_ASSIGNED TASK 1_
Duplicate the passage about Ron Paul word for word, starting at "We-e-ell. We all" and ending at "your own nits.".
_ASSIGNED TASK 2_
In the passage about Ron Paul, which two institutions does he propose to abolish?

Go on, admit it: you have felt the Ron Paul temptation, haven’t you? And it’s not just the thrill of imagining another president named Ron, is it? Ron Paul believes a lot of what you believe, and what I believe. You don’t imagine he’s going to be the 44th POTUS, but you kind of hope he does well none the less.

And why not? Look at those policy positions! Abolish the IRS and Federal Reserve; balance the budget; go back to the gold standard; pull out of the U.N. and NATO; end the War on Drugs; overturn Roe v. Wade; repeal federal restrictions on gun ownership; fence the borders; deport illegals; stop lecturing foreign governments about human rights; let the Middle East go hang. What’s not to like?

We-e-ell. We all have nits to pick, though we wouldn’t all pick the same ones. The gold standard? Wasn’t it going off the gold standard that gave us full control over the wilder swings of the business cycle? Which was, like, a good idea? I am by no means as willing to surrender to the collective wisdom of modern economists as Bryan Caplan wants me to be, but — the gold standard? Come on. And stopping the War on Drugs? Where would that take us? — Philip Morris brands of crack cocaine available over the counter at Walgreens? You pick your own nits.

That’s not the point, though. Nits aside, the broad outlook there is conservative in a way we don’t often see from a presidential candidate. It is, in fact, conservatism of exceptional purity. Reading through those policy positions, an American conservative can hear the mystic chords of memory sounding in the distance, and hear the call of ancestral voices wafted on the breeze: Hayek, von Mises, Rothbart, Nock, Kirk, John Chamberlain... Unlike the product in that automobile commercial, this is your father’s conservatism — the Old-Time Religion. What is there among Ron Paul’s policy prescriptions that the young William F. Buckley would have disagreed with?

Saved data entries

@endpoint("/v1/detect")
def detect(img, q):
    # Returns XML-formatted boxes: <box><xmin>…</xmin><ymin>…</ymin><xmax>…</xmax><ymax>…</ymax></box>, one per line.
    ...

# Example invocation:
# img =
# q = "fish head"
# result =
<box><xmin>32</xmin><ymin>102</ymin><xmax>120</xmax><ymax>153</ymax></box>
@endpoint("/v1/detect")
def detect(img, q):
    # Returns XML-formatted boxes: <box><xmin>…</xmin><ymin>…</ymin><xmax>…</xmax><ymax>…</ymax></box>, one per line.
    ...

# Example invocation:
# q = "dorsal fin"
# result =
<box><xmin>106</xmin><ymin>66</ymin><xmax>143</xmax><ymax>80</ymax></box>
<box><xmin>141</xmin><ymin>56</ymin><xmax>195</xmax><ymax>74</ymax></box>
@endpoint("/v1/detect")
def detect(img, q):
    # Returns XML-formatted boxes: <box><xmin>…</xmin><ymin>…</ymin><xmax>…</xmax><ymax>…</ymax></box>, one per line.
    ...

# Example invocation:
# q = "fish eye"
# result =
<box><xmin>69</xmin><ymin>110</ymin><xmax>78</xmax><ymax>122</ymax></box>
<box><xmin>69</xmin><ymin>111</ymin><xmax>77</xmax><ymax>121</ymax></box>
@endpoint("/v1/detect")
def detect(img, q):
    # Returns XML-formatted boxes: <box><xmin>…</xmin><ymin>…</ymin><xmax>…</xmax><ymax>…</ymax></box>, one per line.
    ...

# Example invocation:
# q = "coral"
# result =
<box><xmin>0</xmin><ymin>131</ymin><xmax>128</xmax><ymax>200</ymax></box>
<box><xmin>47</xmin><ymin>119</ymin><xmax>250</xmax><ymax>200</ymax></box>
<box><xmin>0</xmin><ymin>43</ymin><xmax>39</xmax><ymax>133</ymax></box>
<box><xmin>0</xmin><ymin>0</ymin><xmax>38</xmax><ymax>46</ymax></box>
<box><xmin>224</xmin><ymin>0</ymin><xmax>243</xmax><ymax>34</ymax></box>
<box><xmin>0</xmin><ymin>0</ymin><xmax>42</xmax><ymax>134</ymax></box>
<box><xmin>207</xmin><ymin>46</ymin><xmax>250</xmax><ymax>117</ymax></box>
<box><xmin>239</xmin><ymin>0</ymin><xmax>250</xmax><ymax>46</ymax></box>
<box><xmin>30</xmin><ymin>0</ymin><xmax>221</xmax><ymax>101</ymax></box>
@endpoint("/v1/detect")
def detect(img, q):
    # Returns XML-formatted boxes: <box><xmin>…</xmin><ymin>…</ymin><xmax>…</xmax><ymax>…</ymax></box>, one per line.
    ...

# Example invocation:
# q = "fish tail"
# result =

_EXPECTED ANSWER 1_
We-e-ell. We all have nits to pick, though we wouldn’t all pick the same ones. The gold standard? Wasn’t it going off the gold standard that gave us full control over the wilder swings of the business cycle? Which was, like, a good idea? I am by no means as willing to surrender to the collective wisdom of modern economists as Bryan Caplan wants me to be, but — the gold standard? Come on. And stopping the War on Drugs? Where would that take us? — Philip Morris brands of crack cocaine available over the counter at Walgreens? You pick your own nits.

_EXPECTED ANSWER 2_
The IRS and the Federal Reserve.